§ Given exercise
Recast the records below as a JSON list of strings, one string per line with blank lines left out, covering only the part that opens with the line containing "fence in the image above." (that line included) and closes with the last line of the records.

§ Given records
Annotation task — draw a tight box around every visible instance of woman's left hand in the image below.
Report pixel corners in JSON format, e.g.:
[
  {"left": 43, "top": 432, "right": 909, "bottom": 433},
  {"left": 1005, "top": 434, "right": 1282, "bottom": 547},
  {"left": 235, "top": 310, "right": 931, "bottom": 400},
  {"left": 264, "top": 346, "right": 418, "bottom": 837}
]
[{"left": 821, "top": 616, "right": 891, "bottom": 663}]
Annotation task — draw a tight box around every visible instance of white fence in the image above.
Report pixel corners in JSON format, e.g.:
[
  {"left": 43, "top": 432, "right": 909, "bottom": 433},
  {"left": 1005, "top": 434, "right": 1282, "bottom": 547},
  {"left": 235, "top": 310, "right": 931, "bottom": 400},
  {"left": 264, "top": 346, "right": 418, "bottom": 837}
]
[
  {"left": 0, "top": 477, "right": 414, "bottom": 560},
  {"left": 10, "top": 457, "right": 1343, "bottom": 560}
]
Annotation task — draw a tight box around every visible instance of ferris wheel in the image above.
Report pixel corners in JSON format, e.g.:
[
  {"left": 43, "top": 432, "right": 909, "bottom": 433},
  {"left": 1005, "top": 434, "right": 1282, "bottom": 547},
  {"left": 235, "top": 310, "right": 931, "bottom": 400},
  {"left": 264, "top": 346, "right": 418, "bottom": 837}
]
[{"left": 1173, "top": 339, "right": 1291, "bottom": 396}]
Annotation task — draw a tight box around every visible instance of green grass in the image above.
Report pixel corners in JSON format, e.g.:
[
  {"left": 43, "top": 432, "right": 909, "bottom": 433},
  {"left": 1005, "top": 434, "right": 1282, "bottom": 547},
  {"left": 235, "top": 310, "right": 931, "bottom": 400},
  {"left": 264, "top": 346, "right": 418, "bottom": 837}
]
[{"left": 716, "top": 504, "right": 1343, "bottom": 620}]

§ Result of the task
[
  "Annotation task — draw a tight box around every visible instance of white fence in the image above.",
  "Report pixel corners in JSON format, e.g.:",
  "[",
  "  {\"left\": 43, \"top\": 432, \"right\": 909, \"bottom\": 433},",
  "  {\"left\": 1005, \"top\": 434, \"right\": 1282, \"bottom\": 547},",
  "  {\"left\": 235, \"top\": 310, \"right\": 931, \"bottom\": 400},",
  "  {\"left\": 264, \"top\": 346, \"right\": 418, \"bottom\": 837}",
  "]",
  "[",
  "  {\"left\": 0, \"top\": 477, \"right\": 414, \"bottom\": 560},",
  "  {\"left\": 10, \"top\": 457, \"right\": 1343, \"bottom\": 560}",
  "]",
  "Annotation task — draw a tight box around every visible instance of ferris wheel in the image above.",
  "Report pixel corners in JSON format, e.g.:",
  "[",
  "  {\"left\": 43, \"top\": 432, \"right\": 909, \"bottom\": 433},",
  "  {\"left\": 1005, \"top\": 434, \"right\": 1282, \"bottom\": 547},",
  "  {\"left\": 235, \"top\": 310, \"right\": 931, \"bottom\": 400},",
  "  {\"left\": 264, \"top\": 346, \"right\": 418, \"bottom\": 837}",
  "]",
  "[{\"left\": 1173, \"top\": 339, \"right\": 1291, \"bottom\": 396}]",
  "Annotation task — draw a tight box around every visible instance of green grass in the image above.",
  "Report pixel corners in JSON format, e.g.:",
  "[",
  "  {\"left\": 43, \"top\": 432, \"right\": 909, \"bottom\": 433},",
  "  {\"left\": 1005, \"top\": 434, \"right\": 1282, \"bottom\": 547},",
  "  {\"left\": 235, \"top\": 310, \"right\": 931, \"bottom\": 400},",
  "  {\"left\": 264, \"top\": 346, \"right\": 418, \"bottom\": 837}",
  "]",
  "[{\"left\": 716, \"top\": 504, \"right\": 1343, \"bottom\": 620}]"
]